Prompt. Please take the records that follow and repeat exactly the lines starting with the line with "Target: chair armrest" and going on through the line with "as [[278, 20]].".

[Stored data entries]
-----
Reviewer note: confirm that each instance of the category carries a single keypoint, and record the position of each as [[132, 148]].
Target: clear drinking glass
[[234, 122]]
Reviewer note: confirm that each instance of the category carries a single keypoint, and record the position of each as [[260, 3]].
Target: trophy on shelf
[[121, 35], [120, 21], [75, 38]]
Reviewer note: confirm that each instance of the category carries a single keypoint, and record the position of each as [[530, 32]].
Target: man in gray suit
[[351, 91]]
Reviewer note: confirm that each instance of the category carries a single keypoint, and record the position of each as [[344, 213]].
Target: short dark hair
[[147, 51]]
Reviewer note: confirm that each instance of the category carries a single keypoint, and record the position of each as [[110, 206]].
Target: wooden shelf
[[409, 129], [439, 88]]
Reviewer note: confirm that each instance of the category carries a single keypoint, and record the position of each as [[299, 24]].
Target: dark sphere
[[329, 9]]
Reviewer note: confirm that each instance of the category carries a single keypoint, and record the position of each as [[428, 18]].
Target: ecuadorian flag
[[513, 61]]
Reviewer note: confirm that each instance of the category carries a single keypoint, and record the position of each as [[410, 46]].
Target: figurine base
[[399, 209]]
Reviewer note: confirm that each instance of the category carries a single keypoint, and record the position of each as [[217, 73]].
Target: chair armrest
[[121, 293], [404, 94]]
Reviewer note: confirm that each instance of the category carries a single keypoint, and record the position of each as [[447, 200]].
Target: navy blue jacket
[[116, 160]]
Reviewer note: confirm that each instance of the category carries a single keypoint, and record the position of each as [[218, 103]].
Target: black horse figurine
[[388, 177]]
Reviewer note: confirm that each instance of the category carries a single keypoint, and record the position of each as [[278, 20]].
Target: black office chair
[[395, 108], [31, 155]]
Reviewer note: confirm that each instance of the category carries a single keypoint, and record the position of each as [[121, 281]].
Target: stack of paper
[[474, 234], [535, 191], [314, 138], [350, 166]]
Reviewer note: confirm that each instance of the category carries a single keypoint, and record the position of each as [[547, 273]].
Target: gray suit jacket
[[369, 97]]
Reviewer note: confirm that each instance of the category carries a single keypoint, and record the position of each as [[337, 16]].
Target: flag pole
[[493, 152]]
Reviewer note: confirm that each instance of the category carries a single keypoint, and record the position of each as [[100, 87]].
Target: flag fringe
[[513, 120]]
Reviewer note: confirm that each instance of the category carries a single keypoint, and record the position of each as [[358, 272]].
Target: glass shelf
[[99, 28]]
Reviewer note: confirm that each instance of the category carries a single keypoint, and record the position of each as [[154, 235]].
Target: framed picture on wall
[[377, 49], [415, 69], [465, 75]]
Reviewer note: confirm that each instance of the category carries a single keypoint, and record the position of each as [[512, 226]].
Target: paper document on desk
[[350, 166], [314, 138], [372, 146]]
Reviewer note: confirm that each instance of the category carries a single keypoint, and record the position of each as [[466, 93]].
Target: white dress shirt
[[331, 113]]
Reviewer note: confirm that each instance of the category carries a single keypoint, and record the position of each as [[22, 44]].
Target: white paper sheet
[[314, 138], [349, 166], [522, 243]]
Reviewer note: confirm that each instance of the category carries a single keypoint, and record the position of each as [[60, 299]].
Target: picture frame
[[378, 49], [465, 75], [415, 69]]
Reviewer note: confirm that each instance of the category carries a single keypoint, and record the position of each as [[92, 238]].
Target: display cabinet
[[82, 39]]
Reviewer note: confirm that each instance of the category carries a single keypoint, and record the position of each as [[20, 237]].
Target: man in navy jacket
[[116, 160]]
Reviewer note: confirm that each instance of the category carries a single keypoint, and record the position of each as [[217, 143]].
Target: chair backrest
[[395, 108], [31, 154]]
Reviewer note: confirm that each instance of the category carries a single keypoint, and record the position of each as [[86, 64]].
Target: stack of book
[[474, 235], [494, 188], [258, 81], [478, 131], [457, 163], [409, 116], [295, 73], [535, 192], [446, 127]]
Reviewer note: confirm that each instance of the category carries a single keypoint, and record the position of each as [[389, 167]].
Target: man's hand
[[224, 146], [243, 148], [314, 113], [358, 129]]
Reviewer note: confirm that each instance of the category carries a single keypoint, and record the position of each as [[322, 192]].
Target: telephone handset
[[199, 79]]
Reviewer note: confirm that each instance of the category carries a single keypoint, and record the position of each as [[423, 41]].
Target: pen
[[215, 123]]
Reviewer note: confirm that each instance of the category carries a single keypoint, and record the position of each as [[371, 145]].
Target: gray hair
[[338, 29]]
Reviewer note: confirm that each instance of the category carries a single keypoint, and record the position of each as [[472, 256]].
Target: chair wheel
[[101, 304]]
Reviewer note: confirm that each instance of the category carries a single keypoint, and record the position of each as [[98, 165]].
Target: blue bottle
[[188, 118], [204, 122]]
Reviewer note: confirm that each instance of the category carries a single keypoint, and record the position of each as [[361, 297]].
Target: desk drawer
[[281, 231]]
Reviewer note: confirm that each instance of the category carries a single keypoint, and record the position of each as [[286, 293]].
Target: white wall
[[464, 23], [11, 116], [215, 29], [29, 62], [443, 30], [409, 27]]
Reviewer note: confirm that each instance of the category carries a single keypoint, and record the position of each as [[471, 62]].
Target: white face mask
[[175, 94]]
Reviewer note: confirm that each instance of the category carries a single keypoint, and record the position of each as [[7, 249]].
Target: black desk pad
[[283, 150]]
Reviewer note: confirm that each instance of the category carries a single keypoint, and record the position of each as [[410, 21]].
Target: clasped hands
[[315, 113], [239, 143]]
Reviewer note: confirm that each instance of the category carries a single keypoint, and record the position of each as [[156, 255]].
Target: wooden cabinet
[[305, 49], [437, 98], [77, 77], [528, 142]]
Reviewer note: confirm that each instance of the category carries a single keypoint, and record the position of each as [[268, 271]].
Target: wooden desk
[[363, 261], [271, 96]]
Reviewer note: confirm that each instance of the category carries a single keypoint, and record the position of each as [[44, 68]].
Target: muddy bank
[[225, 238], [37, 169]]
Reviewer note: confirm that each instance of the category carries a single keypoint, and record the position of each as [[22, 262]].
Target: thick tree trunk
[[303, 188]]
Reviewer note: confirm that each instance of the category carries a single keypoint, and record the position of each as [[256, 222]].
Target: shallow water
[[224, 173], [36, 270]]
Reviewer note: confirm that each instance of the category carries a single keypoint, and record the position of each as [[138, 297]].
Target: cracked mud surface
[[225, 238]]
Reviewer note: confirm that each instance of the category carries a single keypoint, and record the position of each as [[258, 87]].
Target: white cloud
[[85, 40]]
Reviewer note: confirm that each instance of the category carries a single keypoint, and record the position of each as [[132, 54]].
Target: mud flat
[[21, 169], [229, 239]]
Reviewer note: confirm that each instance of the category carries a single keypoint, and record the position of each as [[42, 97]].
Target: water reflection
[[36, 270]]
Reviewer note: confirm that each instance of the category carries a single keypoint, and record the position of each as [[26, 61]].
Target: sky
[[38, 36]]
-----
Written answer.
Target: chair armrest
[[121, 293], [404, 94]]
Reviewer note: confirm that each instance of the category carries a single keypoint, and record the position of each as [[447, 200]].
Target: navy blue jacket
[[116, 160]]
Reviewer note: confirm that each instance of the category carries a single keypoint, and record the position of each as [[218, 103]].
Target: black horse figurine
[[388, 177]]
Reviewer note: confirm that each instance of the category carries a single keypoint, and record the position of each as [[278, 20]].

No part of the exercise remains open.